### Stored items from a collection

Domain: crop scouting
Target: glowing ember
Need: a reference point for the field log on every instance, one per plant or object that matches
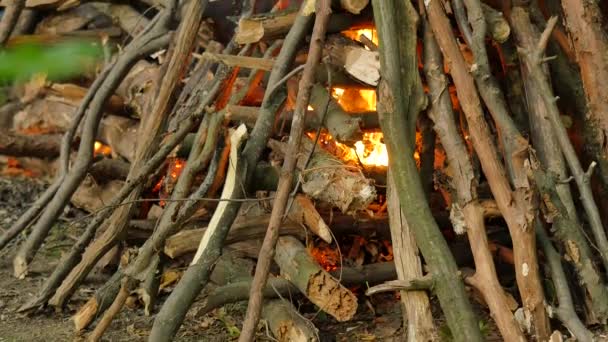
(326, 256)
(355, 100)
(369, 33)
(176, 167)
(101, 149)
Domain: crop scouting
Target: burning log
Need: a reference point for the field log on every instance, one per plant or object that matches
(92, 195)
(153, 39)
(322, 12)
(109, 169)
(520, 217)
(281, 287)
(304, 212)
(401, 97)
(271, 26)
(356, 60)
(173, 312)
(464, 194)
(584, 23)
(19, 145)
(367, 121)
(417, 306)
(559, 202)
(10, 18)
(340, 124)
(286, 323)
(326, 178)
(315, 283)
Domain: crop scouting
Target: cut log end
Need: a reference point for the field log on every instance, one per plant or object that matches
(85, 314)
(354, 6)
(20, 267)
(286, 324)
(333, 298)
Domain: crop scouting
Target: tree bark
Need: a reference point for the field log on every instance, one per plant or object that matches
(584, 21)
(465, 190)
(416, 307)
(400, 99)
(514, 205)
(320, 287)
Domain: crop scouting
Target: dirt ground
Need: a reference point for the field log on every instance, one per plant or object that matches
(378, 319)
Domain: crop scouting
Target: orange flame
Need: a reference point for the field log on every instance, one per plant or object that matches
(176, 166)
(355, 34)
(101, 149)
(326, 256)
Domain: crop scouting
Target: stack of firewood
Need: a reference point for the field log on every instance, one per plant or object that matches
(210, 135)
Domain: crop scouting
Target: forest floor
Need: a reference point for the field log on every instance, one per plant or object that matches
(378, 319)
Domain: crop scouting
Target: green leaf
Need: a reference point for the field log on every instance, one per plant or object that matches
(58, 61)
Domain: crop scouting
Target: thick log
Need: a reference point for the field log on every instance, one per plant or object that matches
(327, 179)
(196, 277)
(590, 40)
(416, 307)
(464, 194)
(357, 61)
(271, 26)
(107, 169)
(19, 145)
(558, 199)
(287, 324)
(303, 211)
(92, 195)
(352, 6)
(367, 121)
(280, 287)
(514, 203)
(400, 99)
(498, 26)
(128, 18)
(240, 61)
(315, 283)
(340, 124)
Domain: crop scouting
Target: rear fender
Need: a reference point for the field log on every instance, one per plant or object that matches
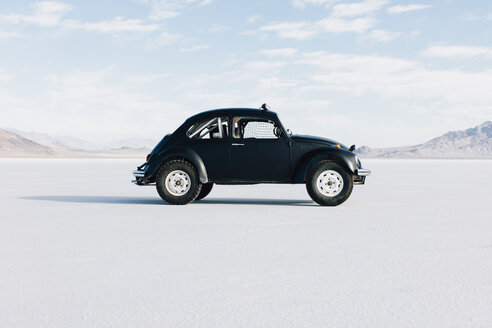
(342, 157)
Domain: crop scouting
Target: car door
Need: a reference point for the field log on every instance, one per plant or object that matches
(210, 140)
(259, 151)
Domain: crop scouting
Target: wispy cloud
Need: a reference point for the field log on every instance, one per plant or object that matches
(165, 9)
(281, 52)
(399, 9)
(51, 14)
(304, 3)
(45, 13)
(343, 17)
(457, 51)
(357, 8)
(8, 35)
(252, 19)
(340, 25)
(382, 35)
(292, 30)
(115, 25)
(195, 48)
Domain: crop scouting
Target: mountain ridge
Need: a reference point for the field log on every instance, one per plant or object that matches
(470, 143)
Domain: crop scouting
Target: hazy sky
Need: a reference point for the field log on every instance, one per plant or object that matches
(371, 72)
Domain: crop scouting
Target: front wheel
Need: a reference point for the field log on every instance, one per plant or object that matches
(177, 182)
(329, 184)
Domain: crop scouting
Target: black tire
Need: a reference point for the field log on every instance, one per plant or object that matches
(321, 198)
(206, 189)
(192, 181)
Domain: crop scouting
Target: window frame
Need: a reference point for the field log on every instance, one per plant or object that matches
(275, 122)
(205, 123)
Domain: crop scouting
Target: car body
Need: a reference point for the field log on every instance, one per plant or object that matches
(245, 146)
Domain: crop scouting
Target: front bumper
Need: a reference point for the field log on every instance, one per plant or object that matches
(139, 175)
(361, 174)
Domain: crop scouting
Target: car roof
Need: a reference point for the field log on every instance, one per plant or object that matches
(233, 111)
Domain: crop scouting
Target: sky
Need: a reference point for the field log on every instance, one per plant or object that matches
(372, 72)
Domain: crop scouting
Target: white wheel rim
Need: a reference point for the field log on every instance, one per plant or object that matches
(178, 183)
(329, 183)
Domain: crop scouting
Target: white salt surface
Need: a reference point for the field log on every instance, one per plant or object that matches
(80, 246)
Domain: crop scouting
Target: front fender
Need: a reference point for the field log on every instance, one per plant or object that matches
(175, 153)
(342, 157)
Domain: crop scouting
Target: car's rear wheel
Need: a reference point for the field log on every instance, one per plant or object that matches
(177, 182)
(206, 189)
(329, 184)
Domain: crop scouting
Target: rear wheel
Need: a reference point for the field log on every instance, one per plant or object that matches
(329, 184)
(177, 182)
(206, 189)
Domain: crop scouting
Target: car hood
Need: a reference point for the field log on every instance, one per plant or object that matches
(317, 140)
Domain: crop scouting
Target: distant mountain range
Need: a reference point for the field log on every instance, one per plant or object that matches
(470, 143)
(12, 144)
(15, 143)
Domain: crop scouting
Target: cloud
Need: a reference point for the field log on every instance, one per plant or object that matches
(252, 19)
(51, 13)
(8, 35)
(165, 9)
(399, 9)
(304, 3)
(382, 35)
(115, 25)
(344, 17)
(45, 13)
(457, 51)
(357, 8)
(294, 30)
(217, 28)
(195, 48)
(340, 25)
(281, 52)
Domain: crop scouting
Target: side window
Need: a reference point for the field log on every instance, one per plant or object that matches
(215, 128)
(255, 128)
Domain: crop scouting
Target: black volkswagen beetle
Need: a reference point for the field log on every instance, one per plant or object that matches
(247, 146)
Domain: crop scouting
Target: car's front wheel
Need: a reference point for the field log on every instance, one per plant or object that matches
(329, 184)
(177, 182)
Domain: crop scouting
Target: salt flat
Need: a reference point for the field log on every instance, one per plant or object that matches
(80, 246)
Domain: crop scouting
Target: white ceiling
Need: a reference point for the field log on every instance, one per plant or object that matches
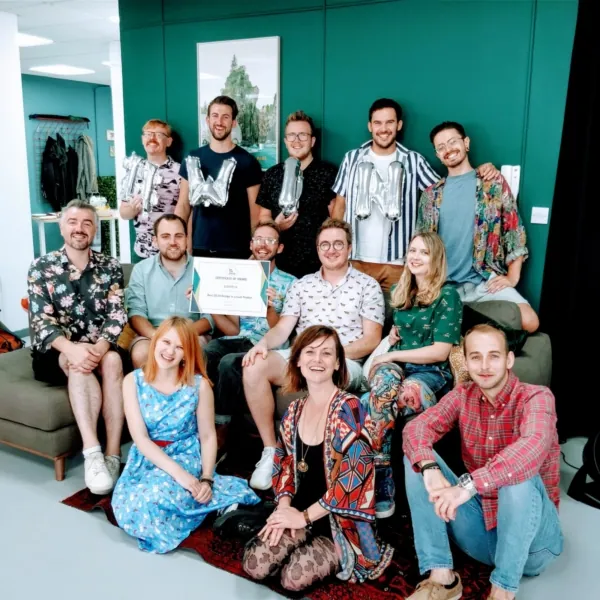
(81, 30)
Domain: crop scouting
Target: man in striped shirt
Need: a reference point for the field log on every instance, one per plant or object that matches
(380, 244)
(503, 511)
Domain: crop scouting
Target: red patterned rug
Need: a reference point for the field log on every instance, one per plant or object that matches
(398, 581)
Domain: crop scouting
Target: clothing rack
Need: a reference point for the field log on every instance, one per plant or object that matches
(69, 127)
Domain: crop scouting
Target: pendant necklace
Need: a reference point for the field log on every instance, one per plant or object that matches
(302, 464)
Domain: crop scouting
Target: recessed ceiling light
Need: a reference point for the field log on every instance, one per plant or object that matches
(61, 70)
(26, 40)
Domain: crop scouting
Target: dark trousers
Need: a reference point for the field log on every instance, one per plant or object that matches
(223, 359)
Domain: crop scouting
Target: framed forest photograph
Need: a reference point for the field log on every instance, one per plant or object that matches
(247, 70)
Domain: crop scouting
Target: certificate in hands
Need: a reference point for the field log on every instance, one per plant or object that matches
(225, 286)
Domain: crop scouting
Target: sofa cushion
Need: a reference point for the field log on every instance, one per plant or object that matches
(499, 313)
(27, 401)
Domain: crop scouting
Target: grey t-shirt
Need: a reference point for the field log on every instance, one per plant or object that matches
(457, 217)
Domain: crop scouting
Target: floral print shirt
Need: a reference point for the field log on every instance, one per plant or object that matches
(168, 195)
(82, 306)
(499, 233)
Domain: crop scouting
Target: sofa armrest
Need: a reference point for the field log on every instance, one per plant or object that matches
(534, 363)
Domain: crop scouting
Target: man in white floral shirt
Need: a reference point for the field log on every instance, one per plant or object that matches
(76, 314)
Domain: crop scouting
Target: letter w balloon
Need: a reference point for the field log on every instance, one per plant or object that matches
(207, 190)
(370, 188)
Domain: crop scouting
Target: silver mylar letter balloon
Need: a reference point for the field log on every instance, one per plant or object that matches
(393, 197)
(291, 188)
(209, 191)
(362, 209)
(131, 165)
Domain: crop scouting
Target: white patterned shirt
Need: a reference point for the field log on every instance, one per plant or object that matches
(315, 301)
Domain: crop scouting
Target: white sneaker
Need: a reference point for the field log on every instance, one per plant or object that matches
(97, 477)
(113, 465)
(262, 478)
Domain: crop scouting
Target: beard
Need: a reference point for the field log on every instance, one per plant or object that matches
(269, 256)
(220, 136)
(385, 145)
(81, 244)
(173, 254)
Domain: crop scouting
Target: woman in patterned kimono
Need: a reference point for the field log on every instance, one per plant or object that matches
(323, 478)
(415, 372)
(168, 485)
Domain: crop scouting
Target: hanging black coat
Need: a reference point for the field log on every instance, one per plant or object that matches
(54, 172)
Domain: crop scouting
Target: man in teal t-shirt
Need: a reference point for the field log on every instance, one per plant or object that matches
(223, 356)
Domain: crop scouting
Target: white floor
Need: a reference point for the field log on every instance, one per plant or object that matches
(49, 551)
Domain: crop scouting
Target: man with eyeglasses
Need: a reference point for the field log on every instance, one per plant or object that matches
(156, 138)
(222, 231)
(380, 244)
(338, 296)
(223, 355)
(299, 230)
(484, 259)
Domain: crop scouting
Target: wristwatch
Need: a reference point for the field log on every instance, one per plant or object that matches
(465, 481)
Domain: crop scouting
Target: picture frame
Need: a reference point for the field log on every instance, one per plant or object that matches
(248, 70)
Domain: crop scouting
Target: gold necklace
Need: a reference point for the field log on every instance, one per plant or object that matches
(302, 464)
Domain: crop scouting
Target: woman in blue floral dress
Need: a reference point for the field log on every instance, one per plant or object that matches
(168, 486)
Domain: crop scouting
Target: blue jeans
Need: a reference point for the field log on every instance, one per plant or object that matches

### WORK TASK
Word for word, write out the lines from the top of the records above down to the line holding "Target: stack of firewood", inclusive, but not the pictures.

### OUTPUT FOR THIS EXERCISE
Domain: crop scouting
Target: glowing ember
Need: a reference point for the field log on every instance, one per plant or object that matches
(326, 256)
(355, 100)
(369, 33)
(176, 167)
(101, 149)
Domain: crop scouting
Target: burning log
Need: a reference point for the field log on every instance, one per plant or object that matches
(92, 195)
(153, 39)
(322, 12)
(109, 169)
(520, 217)
(281, 287)
(304, 212)
(401, 97)
(271, 26)
(356, 60)
(173, 312)
(464, 194)
(584, 23)
(19, 145)
(367, 121)
(417, 306)
(559, 202)
(10, 18)
(340, 124)
(286, 323)
(326, 178)
(315, 283)
Domain: crop scouting
Target: cut log end
Need: a reference point for the field log on every instance, one per plant or object that matches
(85, 314)
(354, 6)
(20, 267)
(286, 324)
(333, 298)
Domain: crop scouting
Target: tree bark
Need: a reference point for the field log on every instance, one per plant or object that matches
(584, 21)
(465, 190)
(416, 307)
(400, 99)
(514, 205)
(320, 287)
Domain: crop scouting
Target: dirt ground
Need: a reference point for the field log on every instance, one per plant or object that matches
(378, 319)
Domain: crop scouting
Target: orange flame
Need: a reference point for the field log on every instance, one per plant or object that matches
(176, 166)
(355, 34)
(101, 149)
(326, 256)
Domain: crop scouting
Target: stack of firewood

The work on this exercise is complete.